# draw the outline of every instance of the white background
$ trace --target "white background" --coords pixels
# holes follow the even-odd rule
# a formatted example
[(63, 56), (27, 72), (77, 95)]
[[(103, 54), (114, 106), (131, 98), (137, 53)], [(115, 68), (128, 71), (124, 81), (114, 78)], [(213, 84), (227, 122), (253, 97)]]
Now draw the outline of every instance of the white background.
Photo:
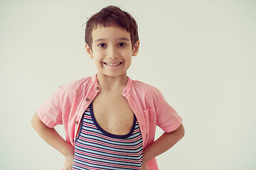
[(107, 5), (139, 25), (128, 75), (183, 119), (160, 169), (256, 169), (256, 2), (244, 0), (0, 1), (0, 169), (62, 169), (31, 118), (60, 85), (96, 73), (82, 25)]

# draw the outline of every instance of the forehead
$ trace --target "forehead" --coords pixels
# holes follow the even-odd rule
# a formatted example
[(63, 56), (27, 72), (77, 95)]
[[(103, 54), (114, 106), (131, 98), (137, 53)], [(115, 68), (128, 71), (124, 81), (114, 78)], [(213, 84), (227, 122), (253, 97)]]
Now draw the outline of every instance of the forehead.
[(117, 39), (128, 39), (131, 41), (131, 35), (125, 29), (119, 27), (97, 26), (92, 31), (92, 42), (97, 40), (115, 40)]

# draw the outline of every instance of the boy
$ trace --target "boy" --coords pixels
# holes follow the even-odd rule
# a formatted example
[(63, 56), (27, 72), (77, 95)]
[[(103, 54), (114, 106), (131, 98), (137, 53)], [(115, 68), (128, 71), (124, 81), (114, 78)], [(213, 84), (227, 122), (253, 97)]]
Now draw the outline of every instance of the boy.
[[(65, 156), (65, 170), (158, 169), (155, 157), (184, 130), (156, 88), (127, 76), (139, 52), (136, 21), (107, 6), (87, 22), (85, 42), (97, 74), (60, 86), (38, 108), (33, 127)], [(53, 128), (58, 124), (66, 140)], [(154, 141), (156, 125), (164, 133)]]

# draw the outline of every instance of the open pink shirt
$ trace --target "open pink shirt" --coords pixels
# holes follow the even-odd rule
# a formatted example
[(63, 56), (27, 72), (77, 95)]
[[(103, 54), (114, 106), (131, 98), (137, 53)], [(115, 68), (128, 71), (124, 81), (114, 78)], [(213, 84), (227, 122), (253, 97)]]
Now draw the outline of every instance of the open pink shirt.
[[(60, 86), (37, 110), (41, 120), (52, 128), (63, 125), (66, 140), (74, 141), (86, 108), (100, 92), (97, 75)], [(182, 119), (155, 87), (128, 78), (122, 96), (134, 113), (142, 135), (143, 148), (154, 141), (156, 126), (165, 132), (176, 130)], [(158, 169), (156, 159), (147, 164), (148, 169)]]

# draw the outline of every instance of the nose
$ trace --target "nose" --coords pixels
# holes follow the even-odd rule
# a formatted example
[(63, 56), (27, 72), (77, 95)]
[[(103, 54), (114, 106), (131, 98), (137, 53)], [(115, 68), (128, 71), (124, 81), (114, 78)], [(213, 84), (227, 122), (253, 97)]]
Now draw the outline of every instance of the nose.
[(107, 57), (110, 59), (118, 58), (118, 50), (115, 47), (109, 47)]

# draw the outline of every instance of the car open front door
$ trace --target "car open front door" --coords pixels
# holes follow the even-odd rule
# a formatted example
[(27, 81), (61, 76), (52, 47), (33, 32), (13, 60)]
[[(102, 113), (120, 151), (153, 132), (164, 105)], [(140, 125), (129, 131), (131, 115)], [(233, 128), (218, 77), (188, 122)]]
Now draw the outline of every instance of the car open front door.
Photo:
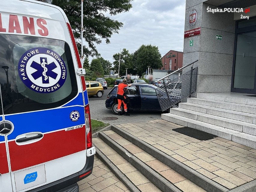
[[(9, 130), (5, 143), (13, 191), (77, 173), (86, 161), (84, 104), (69, 46), (21, 35), (1, 35), (0, 42), (0, 127)], [(3, 140), (0, 136), (1, 174), (9, 172)], [(5, 192), (12, 191), (8, 187)]]

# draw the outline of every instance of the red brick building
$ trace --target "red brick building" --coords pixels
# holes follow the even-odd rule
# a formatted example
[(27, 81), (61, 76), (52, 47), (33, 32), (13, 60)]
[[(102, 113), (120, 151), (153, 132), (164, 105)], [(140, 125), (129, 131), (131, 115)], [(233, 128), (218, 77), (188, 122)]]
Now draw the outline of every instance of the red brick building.
[(162, 57), (161, 69), (174, 71), (182, 67), (183, 62), (183, 52), (171, 50)]

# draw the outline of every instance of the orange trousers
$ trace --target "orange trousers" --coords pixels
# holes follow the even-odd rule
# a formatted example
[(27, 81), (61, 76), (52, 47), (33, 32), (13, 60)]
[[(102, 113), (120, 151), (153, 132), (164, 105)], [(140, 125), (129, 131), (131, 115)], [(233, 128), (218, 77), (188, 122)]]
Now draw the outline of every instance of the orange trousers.
[(127, 112), (127, 105), (126, 105), (124, 102), (121, 99), (117, 99), (118, 101), (118, 106), (117, 106), (117, 111), (121, 111), (121, 105), (122, 105), (122, 102), (123, 104), (123, 108), (124, 108), (124, 111), (126, 112)]

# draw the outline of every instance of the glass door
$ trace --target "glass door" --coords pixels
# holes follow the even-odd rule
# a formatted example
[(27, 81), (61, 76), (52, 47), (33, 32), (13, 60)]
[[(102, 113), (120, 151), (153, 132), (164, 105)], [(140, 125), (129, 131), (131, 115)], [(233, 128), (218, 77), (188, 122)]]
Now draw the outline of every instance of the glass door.
[(233, 89), (256, 94), (256, 31), (237, 35)]

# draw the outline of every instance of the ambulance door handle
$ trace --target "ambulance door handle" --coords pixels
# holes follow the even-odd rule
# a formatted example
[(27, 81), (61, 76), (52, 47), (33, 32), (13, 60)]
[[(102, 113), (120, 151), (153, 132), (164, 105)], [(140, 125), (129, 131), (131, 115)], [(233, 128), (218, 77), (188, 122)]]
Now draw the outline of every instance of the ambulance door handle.
[(21, 142), (24, 142), (26, 141), (28, 141), (33, 140), (34, 139), (40, 139), (43, 137), (42, 134), (38, 134), (37, 135), (35, 136), (33, 136), (32, 137), (23, 137), (20, 139), (17, 139), (16, 140), (16, 142), (17, 143), (21, 143)]

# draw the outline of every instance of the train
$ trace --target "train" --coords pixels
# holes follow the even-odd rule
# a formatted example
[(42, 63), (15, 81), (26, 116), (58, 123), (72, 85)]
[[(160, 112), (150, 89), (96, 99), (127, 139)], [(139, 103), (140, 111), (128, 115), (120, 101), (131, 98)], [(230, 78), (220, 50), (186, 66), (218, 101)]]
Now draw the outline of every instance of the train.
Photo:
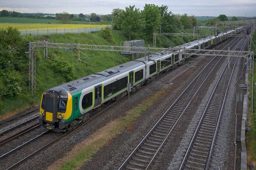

**WHAT TO WORK ON:**
Rewrite all the records above as a single numbered list of their lines, skipping blank lines and omitting the pictures.

**OUTPUT BELOW:**
1. # draw the outline of every instance of the white background
2. $ trace --target "white background" --coords pixels
3. # holes follow the even-odd rule
4. # a formatted example
5. [(63, 56), (27, 72), (77, 95)]
6. [[(103, 54), (114, 106), (131, 98), (137, 53)], [(115, 68), (128, 71), (124, 81), (114, 78)], [(213, 84), (227, 122), (253, 97)]]
7. Now draw the outline of every instance of the white background.
8. Photo:
9. [(107, 5), (139, 25), (128, 75), (183, 119), (160, 169), (256, 169), (256, 2), (244, 0), (0, 1), (0, 169), (62, 169), (31, 118), (60, 85), (96, 73), (82, 25)]
10. # draw the outline of every instance of the forehead
11. $ trace --target "forehead" --coords pixels
12. # holes follow the even-odd rule
13. # a formatted example
14. [(63, 56), (27, 72), (77, 95)]
15. [[(103, 54), (114, 106), (131, 98), (137, 53)], [(115, 68), (128, 71), (124, 81), (114, 78)], [(213, 84), (227, 122), (253, 97)]]
16. Now draw the outline of every instance of the forehead.
17. [(117, 39), (128, 39), (131, 41), (131, 35), (125, 29), (119, 27), (97, 26), (92, 31), (92, 42), (97, 40), (115, 40)]
18. # draw the outline of every instance of the boy
19. $ trace --target "boy" --coords pixels
20. # holes follow the even-odd rule
21. # a formatted example
22. [(63, 56), (27, 72), (77, 95)]
23. [[(103, 54), (114, 106), (131, 98), (137, 53)], [(115, 68), (128, 71), (124, 81), (114, 78)], [(213, 84), (227, 122), (253, 97)]]
24. Now draw the outline of every instance of the boy.
25. [[(65, 156), (65, 170), (158, 169), (155, 157), (184, 130), (156, 88), (127, 76), (139, 52), (136, 21), (107, 6), (87, 22), (85, 42), (97, 74), (60, 86), (38, 108), (33, 127)], [(53, 128), (58, 124), (66, 140)], [(154, 141), (156, 125), (164, 133)]]
26. # draw the outline of every instance of the open pink shirt
27. $ trace --target "open pink shirt" --coords pixels
28. # holes follow the even-odd rule
29. # a formatted example
30. [(63, 56), (27, 72), (77, 95)]
31. [[(103, 54), (114, 106), (131, 98), (137, 53)], [(115, 68), (128, 71), (124, 81), (114, 78)], [(213, 84), (227, 122), (253, 97)]]
32. Now draw the outline of every instance of the open pink shirt.
33. [[(60, 86), (37, 110), (41, 120), (52, 128), (63, 125), (66, 140), (74, 141), (86, 108), (100, 92), (97, 75)], [(182, 119), (155, 87), (128, 78), (122, 96), (134, 113), (142, 135), (143, 148), (154, 141), (156, 126), (165, 132), (176, 130)], [(158, 169), (156, 159), (147, 164), (148, 169)]]
34. # draw the outline of every instance of the nose
35. $ trace --target "nose" --coords pixels
36. # holes follow the even-odd rule
37. # a formatted example
38. [(63, 56), (27, 72), (77, 95)]
39. [[(103, 54), (114, 106), (131, 98), (137, 53)], [(115, 68), (128, 71), (124, 81), (114, 78)], [(213, 84), (227, 122), (253, 97)]]
40. Now draw the outline of every instance of the nose.
41. [(107, 57), (110, 59), (118, 58), (118, 50), (115, 47), (109, 47)]
42. # draw the outline of every instance of the car open front door
43. $ trace --target "car open front door" --coords pixels
44. # holes follow the even-odd rule
45. # a formatted example
46. [(27, 81), (61, 76), (52, 47), (33, 32), (13, 60)]
47. [[(102, 113), (120, 151), (153, 132), (164, 105)], [(140, 125), (129, 131), (131, 115)], [(233, 128), (218, 77), (188, 122)]]
48. Now draw the outline of every instance of the car open front door.
49. Photo:
50. [[(9, 130), (5, 143), (13, 191), (77, 173), (86, 161), (84, 104), (69, 46), (21, 35), (1, 35), (0, 42), (0, 127)], [(3, 140), (0, 136), (1, 174), (9, 172)], [(5, 192), (12, 191), (8, 187)]]
51. # draw the outline of every instance of the red brick building
52. $ trace --target "red brick building" --coords pixels
53. # holes follow the even-odd rule
54. # a formatted example
55. [(27, 81), (61, 76), (52, 47), (33, 32), (13, 60)]
56. [[(102, 113), (120, 151), (153, 132), (164, 105)], [(140, 125), (129, 131), (131, 115)], [(233, 128), (218, 77), (188, 122)]]
57. Now draw the outline of every instance of the red brick building.
58. [(162, 57), (161, 69), (174, 71), (182, 67), (183, 62), (183, 52), (171, 50)]
59. # draw the outline of every instance of the orange trousers
60. $ trace --target "orange trousers" --coords pixels
61. # holes follow the even-odd rule
62. # a formatted example
63. [(27, 81), (61, 76), (52, 47), (33, 32), (13, 60)]
64. [[(102, 113), (120, 151), (153, 132), (164, 105)], [(140, 125), (129, 131), (131, 115)], [(233, 128), (218, 77), (188, 122)]]
65. Now draw the outline of every instance of the orange trousers.
66. [(127, 112), (127, 105), (126, 105), (124, 102), (121, 99), (117, 99), (118, 101), (118, 106), (117, 106), (117, 111), (121, 111), (121, 105), (122, 105), (122, 102), (123, 104), (123, 108), (124, 108), (124, 111), (126, 112)]
67. # draw the outline of every instance of the glass door
68. $ trace --target "glass door" --coords pixels
69. # holes follow the even-odd rule
70. # a formatted example
71. [(27, 81), (61, 76), (52, 47), (33, 32), (13, 60)]
72. [[(102, 113), (120, 151), (153, 132), (164, 105)], [(140, 125), (129, 131), (131, 115)], [(233, 128), (218, 77), (188, 122)]]
73. Now draw the outline of every instance of the glass door.
74. [(233, 89), (256, 94), (256, 31), (237, 35)]
75. # draw the outline of every instance of the ambulance door handle
76. $ trace --target "ambulance door handle" --coords pixels
77. # holes follow the even-odd rule
78. # a formatted example
79. [(27, 81), (61, 76), (52, 47), (33, 32), (13, 60)]
80. [[(102, 113), (120, 151), (153, 132), (164, 105)], [(140, 125), (129, 131), (131, 115)], [(233, 128), (218, 77), (188, 122)]]
81. Now draw the outline of every instance of the ambulance door handle.
82. [(21, 142), (24, 142), (26, 141), (28, 141), (33, 140), (34, 139), (40, 139), (43, 137), (42, 134), (38, 134), (37, 135), (35, 136), (33, 136), (32, 137), (23, 137), (20, 139), (17, 139), (16, 140), (16, 142), (17, 143), (21, 143)]
83. # draw the outline of every instance of the train
84. $ trace --target "train" --coords pixels
85. # holes follow the even-odd rule
86. # a formatted example
87. [(42, 63), (15, 81), (26, 116), (58, 123), (72, 85)]
88. [[(160, 112), (150, 89), (96, 99), (127, 139)], [(139, 103), (140, 111), (128, 115), (120, 101), (131, 98)], [(230, 78), (220, 50), (186, 66), (218, 101)]]
89. Now draw the outline of every instance of the train.
90. Photo:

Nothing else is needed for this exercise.